Stored items from a collection:

-.-.-

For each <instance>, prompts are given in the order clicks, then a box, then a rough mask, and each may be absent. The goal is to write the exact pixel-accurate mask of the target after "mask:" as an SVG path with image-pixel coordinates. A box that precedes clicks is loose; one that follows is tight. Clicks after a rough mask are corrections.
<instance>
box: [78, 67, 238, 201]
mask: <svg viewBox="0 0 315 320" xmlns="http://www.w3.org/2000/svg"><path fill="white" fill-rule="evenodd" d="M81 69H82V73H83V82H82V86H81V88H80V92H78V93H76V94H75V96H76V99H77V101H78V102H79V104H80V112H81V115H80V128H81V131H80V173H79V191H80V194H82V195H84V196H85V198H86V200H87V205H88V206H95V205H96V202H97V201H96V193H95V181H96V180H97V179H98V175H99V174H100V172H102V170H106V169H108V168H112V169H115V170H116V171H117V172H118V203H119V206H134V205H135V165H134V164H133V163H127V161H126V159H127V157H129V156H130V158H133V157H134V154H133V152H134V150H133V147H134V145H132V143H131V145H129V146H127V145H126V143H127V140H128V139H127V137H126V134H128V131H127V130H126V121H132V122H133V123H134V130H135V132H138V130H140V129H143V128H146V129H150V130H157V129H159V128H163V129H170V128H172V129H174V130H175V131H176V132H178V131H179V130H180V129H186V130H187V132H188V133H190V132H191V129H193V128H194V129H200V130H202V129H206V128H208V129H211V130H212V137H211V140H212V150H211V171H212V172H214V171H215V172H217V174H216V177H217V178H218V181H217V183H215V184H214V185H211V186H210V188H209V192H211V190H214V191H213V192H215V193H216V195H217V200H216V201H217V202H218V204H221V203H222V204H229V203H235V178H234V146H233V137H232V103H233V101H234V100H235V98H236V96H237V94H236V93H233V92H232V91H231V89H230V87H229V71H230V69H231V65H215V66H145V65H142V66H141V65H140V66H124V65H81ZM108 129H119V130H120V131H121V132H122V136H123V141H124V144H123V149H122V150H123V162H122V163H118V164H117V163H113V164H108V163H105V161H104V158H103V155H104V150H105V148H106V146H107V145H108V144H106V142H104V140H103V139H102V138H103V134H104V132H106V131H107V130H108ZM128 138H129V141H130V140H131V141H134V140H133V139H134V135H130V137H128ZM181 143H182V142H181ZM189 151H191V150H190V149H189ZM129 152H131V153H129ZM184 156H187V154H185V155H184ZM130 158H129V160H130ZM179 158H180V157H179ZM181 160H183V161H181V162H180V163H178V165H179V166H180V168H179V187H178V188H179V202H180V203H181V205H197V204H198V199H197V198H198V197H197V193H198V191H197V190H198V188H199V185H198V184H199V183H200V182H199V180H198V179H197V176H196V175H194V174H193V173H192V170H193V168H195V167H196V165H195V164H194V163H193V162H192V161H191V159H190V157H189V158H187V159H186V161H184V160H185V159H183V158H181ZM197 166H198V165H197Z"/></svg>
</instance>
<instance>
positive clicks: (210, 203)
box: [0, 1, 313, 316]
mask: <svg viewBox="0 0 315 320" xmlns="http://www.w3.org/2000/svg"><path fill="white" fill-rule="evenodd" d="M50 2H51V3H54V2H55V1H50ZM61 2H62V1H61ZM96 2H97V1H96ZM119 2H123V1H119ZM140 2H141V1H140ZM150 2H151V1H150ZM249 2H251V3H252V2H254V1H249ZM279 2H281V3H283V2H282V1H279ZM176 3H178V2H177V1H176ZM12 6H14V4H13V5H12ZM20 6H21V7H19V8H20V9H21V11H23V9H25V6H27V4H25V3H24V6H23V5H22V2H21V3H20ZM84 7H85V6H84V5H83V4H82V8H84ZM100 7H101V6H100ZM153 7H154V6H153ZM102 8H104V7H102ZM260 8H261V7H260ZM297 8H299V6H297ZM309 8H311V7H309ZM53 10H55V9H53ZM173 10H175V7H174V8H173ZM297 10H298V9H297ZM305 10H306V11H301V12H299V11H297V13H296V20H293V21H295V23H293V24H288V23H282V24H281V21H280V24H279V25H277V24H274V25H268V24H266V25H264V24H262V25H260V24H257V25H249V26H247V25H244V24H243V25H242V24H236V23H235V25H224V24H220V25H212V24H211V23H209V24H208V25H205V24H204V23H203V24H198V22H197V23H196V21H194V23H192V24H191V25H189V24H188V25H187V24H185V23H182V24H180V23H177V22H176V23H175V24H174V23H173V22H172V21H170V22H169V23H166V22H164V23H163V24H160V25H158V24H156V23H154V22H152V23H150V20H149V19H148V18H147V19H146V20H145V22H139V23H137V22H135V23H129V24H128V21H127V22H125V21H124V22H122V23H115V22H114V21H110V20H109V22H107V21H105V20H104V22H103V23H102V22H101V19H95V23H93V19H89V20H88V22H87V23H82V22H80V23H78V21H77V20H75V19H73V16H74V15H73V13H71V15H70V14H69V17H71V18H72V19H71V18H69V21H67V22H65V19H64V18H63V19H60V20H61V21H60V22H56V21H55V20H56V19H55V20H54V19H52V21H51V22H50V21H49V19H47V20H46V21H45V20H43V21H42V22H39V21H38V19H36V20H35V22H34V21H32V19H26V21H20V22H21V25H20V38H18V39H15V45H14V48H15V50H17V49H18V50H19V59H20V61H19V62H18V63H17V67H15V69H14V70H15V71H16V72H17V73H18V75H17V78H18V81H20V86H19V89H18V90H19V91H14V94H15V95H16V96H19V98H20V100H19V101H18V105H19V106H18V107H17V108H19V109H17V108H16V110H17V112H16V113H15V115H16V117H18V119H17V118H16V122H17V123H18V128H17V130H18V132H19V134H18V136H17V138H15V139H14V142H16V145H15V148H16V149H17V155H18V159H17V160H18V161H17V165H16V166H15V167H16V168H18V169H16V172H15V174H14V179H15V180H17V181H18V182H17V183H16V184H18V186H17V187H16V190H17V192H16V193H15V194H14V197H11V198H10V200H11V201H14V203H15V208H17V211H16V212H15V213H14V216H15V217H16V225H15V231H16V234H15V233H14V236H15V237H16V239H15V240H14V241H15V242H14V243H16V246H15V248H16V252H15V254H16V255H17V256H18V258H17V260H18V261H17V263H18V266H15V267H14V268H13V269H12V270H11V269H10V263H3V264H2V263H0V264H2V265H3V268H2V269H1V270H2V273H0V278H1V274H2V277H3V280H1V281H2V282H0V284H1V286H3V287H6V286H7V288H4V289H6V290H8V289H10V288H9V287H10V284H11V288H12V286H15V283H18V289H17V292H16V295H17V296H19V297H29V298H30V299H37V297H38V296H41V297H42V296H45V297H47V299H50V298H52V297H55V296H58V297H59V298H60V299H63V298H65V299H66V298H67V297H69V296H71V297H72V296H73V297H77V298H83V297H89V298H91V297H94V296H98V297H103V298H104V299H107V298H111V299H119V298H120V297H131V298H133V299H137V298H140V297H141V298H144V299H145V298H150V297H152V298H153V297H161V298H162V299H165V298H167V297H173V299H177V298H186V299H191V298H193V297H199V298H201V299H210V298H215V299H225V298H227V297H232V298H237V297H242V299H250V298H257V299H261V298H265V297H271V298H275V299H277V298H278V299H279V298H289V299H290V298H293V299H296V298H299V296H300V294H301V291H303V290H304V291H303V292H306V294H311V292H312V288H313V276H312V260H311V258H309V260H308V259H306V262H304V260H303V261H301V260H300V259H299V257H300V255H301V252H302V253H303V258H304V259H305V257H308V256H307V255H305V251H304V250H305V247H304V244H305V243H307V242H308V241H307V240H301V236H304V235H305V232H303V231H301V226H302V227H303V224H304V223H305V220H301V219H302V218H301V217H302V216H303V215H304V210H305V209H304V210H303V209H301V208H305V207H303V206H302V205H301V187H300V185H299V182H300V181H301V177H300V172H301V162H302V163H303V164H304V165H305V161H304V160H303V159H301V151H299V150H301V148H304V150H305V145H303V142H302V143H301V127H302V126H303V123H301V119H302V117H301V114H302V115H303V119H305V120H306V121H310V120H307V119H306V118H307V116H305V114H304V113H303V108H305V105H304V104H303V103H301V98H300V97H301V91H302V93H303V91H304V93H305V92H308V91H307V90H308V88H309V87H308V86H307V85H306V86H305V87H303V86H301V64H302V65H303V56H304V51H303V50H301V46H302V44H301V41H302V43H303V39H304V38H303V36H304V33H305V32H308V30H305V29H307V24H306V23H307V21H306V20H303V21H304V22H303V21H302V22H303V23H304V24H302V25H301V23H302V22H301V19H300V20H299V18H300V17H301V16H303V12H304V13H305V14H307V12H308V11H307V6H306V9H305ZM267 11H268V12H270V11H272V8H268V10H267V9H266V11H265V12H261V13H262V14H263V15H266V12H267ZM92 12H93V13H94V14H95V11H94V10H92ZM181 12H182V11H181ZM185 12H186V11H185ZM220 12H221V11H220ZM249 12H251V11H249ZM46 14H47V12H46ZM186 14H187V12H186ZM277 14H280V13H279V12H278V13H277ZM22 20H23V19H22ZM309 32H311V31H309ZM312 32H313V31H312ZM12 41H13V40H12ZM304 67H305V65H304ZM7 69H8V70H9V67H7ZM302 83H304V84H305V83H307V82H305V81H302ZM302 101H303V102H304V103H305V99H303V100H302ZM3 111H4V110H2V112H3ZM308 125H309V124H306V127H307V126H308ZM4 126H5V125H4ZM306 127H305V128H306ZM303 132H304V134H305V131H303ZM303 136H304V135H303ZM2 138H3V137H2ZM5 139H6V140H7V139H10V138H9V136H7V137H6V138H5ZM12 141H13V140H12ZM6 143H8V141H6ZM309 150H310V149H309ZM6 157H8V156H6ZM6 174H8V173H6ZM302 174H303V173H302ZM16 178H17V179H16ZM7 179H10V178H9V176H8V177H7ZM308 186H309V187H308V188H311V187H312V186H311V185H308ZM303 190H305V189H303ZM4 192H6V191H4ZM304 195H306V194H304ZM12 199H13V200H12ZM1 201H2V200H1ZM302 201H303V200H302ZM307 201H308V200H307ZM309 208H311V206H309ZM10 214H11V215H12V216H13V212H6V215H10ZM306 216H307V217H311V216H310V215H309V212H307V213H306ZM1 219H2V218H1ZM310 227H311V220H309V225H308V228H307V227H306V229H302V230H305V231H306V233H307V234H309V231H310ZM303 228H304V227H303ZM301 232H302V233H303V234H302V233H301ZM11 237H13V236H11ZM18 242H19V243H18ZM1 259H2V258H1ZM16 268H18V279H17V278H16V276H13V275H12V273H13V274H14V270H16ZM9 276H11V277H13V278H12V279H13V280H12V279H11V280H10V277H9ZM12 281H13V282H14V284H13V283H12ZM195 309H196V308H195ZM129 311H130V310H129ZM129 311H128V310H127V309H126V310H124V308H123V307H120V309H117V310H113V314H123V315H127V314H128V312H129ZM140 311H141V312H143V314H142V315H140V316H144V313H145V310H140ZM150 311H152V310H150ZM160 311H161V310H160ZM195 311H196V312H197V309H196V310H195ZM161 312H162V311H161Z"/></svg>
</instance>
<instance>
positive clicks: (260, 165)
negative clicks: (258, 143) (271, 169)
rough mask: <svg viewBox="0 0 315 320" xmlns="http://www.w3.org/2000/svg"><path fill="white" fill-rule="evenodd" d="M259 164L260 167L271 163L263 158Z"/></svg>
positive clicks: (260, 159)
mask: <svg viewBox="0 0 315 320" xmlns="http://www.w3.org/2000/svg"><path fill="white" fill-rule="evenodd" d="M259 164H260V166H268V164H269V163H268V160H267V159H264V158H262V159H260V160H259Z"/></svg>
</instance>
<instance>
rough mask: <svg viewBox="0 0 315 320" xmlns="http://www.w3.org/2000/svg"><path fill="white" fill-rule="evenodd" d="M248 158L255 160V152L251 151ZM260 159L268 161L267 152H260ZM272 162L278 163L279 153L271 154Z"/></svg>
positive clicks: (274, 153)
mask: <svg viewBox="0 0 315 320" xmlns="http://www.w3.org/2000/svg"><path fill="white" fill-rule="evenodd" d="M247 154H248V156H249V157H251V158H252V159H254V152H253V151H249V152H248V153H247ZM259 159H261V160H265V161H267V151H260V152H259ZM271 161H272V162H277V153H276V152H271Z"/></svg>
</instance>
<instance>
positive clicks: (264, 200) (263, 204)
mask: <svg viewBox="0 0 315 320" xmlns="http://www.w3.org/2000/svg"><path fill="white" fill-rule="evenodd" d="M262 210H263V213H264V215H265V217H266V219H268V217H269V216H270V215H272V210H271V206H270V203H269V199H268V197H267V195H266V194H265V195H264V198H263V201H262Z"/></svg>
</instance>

-.-.-

PROBLEM DESCRIPTION: Wherever "positive" turns up in the records, copy the whole line.

EXPECTED OUTPUT:
positive clicks: (210, 203)
positive clicks: (260, 165)
positive clicks: (260, 159)
positive clicks: (274, 153)
positive clicks: (264, 200) (263, 204)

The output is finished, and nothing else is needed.